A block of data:
----

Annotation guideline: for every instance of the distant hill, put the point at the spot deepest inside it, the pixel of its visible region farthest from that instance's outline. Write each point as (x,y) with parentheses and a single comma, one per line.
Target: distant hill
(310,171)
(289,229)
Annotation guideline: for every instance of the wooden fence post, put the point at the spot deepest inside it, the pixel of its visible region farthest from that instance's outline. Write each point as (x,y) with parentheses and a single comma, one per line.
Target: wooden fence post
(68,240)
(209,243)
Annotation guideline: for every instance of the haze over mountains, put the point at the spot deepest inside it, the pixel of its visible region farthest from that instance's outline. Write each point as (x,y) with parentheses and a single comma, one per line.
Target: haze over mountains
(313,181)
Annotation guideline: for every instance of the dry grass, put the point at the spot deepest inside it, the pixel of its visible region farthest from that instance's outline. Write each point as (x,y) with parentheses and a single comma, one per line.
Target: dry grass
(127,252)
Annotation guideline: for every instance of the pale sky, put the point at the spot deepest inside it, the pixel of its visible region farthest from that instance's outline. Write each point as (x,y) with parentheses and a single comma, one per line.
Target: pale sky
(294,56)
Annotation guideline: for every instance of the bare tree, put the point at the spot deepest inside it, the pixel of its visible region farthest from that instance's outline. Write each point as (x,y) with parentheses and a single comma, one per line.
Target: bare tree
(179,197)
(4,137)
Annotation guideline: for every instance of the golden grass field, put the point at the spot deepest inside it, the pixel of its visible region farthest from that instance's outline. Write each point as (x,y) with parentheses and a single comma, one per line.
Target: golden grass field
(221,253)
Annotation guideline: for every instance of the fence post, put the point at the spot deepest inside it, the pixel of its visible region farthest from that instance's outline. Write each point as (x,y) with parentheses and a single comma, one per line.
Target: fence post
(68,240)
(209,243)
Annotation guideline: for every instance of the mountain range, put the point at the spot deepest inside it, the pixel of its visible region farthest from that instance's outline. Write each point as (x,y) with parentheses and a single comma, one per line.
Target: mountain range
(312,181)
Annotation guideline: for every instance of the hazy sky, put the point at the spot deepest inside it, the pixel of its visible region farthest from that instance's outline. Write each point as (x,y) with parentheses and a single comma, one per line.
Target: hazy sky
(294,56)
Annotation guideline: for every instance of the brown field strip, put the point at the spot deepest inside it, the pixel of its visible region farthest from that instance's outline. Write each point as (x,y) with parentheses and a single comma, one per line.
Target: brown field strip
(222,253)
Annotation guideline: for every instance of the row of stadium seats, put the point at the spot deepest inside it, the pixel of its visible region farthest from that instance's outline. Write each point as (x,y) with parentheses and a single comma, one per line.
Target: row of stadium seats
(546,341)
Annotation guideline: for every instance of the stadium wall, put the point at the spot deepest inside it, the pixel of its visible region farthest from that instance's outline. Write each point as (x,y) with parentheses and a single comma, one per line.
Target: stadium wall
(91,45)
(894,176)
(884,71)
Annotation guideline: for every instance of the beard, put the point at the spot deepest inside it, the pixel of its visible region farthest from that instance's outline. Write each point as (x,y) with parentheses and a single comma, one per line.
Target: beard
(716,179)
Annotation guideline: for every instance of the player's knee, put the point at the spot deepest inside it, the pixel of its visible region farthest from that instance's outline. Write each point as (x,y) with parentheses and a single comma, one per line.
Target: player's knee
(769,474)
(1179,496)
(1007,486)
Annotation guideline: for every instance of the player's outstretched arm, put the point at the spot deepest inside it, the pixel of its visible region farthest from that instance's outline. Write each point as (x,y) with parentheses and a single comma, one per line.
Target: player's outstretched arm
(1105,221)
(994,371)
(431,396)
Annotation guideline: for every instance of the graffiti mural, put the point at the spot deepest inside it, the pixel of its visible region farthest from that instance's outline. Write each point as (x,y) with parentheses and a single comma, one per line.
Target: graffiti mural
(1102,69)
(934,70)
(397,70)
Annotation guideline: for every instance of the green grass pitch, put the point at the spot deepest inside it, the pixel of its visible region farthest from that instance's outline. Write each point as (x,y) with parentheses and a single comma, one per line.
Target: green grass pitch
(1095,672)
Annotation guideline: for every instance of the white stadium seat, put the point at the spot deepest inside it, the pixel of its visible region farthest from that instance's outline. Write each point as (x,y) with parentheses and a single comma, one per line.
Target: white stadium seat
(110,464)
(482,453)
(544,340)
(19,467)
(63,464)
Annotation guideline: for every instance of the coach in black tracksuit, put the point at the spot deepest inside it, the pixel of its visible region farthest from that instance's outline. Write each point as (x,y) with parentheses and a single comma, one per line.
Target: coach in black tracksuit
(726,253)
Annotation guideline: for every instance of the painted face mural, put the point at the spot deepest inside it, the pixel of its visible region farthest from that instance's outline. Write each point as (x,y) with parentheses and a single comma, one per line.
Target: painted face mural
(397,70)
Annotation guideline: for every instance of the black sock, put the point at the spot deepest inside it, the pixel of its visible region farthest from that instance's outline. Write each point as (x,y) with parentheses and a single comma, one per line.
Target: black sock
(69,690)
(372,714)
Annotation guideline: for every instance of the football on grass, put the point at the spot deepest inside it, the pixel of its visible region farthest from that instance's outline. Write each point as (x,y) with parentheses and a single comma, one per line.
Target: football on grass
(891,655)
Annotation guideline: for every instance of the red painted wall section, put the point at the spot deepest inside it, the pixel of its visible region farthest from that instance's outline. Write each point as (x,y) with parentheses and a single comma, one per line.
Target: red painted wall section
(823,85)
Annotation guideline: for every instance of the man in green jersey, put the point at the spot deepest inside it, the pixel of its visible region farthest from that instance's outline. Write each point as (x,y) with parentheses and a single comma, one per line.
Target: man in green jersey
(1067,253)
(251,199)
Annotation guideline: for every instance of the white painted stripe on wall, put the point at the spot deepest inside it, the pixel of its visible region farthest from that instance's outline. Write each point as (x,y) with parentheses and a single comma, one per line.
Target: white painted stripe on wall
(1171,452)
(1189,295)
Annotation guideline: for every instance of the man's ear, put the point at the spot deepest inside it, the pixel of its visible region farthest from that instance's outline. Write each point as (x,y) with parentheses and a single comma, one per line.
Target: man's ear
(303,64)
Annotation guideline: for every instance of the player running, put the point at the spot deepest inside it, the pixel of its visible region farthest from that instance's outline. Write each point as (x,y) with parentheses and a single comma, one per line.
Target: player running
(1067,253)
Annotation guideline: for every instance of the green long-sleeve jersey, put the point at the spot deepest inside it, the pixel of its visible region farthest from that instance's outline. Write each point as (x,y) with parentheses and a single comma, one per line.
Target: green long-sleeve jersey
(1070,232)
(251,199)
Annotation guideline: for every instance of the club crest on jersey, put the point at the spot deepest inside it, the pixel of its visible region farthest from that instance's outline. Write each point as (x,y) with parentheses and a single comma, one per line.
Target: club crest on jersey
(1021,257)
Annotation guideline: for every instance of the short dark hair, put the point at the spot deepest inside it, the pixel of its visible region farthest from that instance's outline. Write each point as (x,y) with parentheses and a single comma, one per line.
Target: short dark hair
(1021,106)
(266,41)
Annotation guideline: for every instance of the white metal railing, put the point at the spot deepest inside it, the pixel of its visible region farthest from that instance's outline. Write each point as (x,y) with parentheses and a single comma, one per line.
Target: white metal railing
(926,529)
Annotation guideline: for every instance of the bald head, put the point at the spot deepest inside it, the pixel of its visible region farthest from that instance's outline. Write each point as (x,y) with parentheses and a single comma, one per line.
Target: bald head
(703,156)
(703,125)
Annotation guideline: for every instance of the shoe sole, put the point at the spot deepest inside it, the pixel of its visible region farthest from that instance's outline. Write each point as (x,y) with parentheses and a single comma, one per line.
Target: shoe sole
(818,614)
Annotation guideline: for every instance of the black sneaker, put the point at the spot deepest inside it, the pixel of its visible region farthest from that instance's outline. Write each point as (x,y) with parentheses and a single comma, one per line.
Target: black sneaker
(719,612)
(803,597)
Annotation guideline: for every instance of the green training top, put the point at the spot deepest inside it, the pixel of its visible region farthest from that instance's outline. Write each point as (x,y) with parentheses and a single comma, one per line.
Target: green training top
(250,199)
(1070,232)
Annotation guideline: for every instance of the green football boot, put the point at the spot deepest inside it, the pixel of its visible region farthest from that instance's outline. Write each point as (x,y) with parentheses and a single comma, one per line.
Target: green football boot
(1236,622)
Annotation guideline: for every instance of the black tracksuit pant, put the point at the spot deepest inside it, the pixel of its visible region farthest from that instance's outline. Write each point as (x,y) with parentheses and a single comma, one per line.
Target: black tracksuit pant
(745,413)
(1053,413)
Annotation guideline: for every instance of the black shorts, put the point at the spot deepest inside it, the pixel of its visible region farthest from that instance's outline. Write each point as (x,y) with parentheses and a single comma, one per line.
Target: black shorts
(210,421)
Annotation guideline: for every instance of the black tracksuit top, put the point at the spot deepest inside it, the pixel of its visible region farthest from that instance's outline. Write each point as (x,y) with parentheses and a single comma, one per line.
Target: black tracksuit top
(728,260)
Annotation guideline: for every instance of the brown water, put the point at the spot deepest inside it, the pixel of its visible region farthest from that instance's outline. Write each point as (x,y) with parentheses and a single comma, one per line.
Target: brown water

----

TASK PROMPT:
Starting at the line that contains "black sneaker, put", write out every line to the end of the entries, exactly as given.

WRITTEN ANSWER:
Annotation guideline: for every instance of the black sneaker, put the point at the spot deepest inside it, the pixel of its visible region farthest from that instance's outline. Write each point as (x,y) with parentheses and a single comma, one per line.
Target: black sneaker
(719,612)
(803,597)
Annotation guideline: for every instance of the green training top, put the point at the spot deepest inside it, the pixel of its visible region farthest from that instance's outline. Write each point as (x,y) with parentheses and a single comma, one per line.
Target: green training top
(250,199)
(1070,232)
Annotation guideline: for every instance of the green football boot, put the point at the spot deepest inside it, the pixel of its visible region farthest from that instance's outline. Write each point as (x,y) with parentheses and a single comma, one per line.
Target: green football boot
(1236,622)
Annotation guideline: for every instance of the black tracksuit pant, put the point at the spot deepest inside it, the pixel of its visible region farthest from that instance's outline. Write each point as (x,y) with parentheses and a single comma, one per line.
Target: black tracksuit pant
(745,413)
(1053,413)
Annotation guideline: for every instance of the black shorts, put the point at the spot deepest inside it, the pixel of its visible region farthest from that instance's outline. Write each point as (x,y) with parentheses and a single comma, one per line.
Target: black shorts
(210,421)
Annotation guideline: for every instance of the black tracksuit top, put the point at the spot deepest inside it, the pixel of its visible region farthest from that instance's outline. Write each point as (x,y) with parentheses and a single comma, one per line.
Target: black tracksuit top
(728,260)
Annotation guideline: for every instance of the brown water, put the point at the spot deepest inside it, the pixel of its visible region farthest from that instance's outline. Write each point as (x,y) with parentheses and a single comma, one per line.
Target: brown water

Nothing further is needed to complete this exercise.